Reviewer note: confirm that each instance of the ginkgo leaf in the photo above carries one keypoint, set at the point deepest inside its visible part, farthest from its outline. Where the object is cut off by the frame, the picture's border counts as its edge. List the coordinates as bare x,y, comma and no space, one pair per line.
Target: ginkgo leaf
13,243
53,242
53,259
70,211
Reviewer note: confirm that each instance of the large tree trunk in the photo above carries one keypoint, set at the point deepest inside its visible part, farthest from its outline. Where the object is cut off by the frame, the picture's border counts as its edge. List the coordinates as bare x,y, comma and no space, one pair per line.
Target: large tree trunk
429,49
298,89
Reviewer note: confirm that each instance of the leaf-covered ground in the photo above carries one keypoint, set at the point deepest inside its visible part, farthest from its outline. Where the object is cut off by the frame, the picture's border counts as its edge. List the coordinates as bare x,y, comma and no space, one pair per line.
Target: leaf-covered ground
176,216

The task.
Take the entries above and transcribe them exactly.

Completed exercise.
Reviewer note: confirm that each instance of the ginkgo leaf in the photo above carries one keypoint, set at the point deepest inside its visible part, farthest from its outline. Where the object is cut off by the frame, the picture's border counts as its edge. List the coordinates as bare x,y, comma and no space, one pair per line.
Target: ginkgo leaf
13,243
53,242
53,259
70,211
Reviewer note: confirm that each instance of the large tree trunk in the photo above carries one keypoint, set at the point deepest inside its visible part, farthest from its outline. Where the object is cut off by the frame, the picture's border counts as its edge. List the coordinates as bare x,y, comma and no space, one pair per line.
Target: large tree trunk
429,49
298,89
Reviewer note: confirm that each instance of the leaf-covered ground in the photo above carries one keypoint, set at the point deepest inside its visible part, farthest from its outline. Where the object is cut off by the frame, the picture's border counts as its edge. List the coordinates as bare x,y, comma and no space, one pair per line.
Target: leaf-covered ground
176,216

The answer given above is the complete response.